Please quote the entries that follow word for word, all of them.

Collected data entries
══════════
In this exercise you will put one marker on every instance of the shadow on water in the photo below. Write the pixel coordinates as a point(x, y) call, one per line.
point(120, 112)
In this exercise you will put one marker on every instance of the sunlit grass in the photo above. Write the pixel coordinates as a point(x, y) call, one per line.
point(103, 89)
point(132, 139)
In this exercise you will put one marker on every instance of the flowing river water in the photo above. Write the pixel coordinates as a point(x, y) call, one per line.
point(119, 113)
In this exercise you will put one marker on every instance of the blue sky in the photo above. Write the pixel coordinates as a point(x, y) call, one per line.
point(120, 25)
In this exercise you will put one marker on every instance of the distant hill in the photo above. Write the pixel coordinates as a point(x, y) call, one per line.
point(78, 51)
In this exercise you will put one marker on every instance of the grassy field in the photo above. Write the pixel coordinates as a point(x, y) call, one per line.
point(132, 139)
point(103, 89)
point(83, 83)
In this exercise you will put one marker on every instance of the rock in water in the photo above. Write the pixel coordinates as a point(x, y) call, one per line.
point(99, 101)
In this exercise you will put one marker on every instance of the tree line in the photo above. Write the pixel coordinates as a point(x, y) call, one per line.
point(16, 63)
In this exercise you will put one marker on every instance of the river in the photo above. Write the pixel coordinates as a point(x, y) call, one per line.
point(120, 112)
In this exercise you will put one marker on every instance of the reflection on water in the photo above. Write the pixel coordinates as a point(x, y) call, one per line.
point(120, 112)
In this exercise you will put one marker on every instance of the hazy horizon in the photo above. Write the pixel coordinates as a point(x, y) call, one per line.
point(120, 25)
══════════
Solution
In this exercise you will put one marker on every instance of the shadow on water in the photo below. Write the pixel coordinates as a point(x, y) call, one per line.
point(120, 112)
In this exercise you will put one marker on every instance of the sunlit grass in the photo above. Write the pixel coordinates as a point(x, y) call, one per line.
point(103, 89)
point(132, 139)
In this exercise you will put one marker on every instance of the flowing river water in the photo above. Write the pixel coordinates as a point(x, y) call, one per line.
point(119, 113)
In this exercise you will put one marker on every instance of the blue sky in the photo above. Write the pixel coordinates as a point(x, y) call, one per line.
point(120, 25)
In this exercise you will put one marker on every instance of the distant hill in the photo above. Write the pixel coordinates as a point(x, y) call, one per line.
point(78, 51)
In this exercise you will put one marker on every instance of the grassy field in the photo above. Write the pixel coordinates as a point(x, y) call, one per line.
point(132, 139)
point(103, 89)
point(83, 83)
In this exercise you will put one marker on every instance of the rock in water in the photo above. Write the pixel coordinates as a point(x, y) call, one per line.
point(99, 101)
In this exercise you will put one marker on every instance of the tree line in the photo above. Write the pixel coordinates as a point(x, y) call, one per line.
point(16, 63)
In this exercise you will put one marker on every instance of the river in the photo above. Write the pixel coordinates as a point(x, y) call, one per line.
point(120, 112)
In this exercise you will put one marker on every instance of the reflection on water in the photo above. Write the pixel coordinates as a point(x, y) call, one per line.
point(120, 112)
In this exercise you will put one marker on every instance of the hazy horizon in the photo above. Write the pixel coordinates as a point(x, y) call, one per line.
point(120, 25)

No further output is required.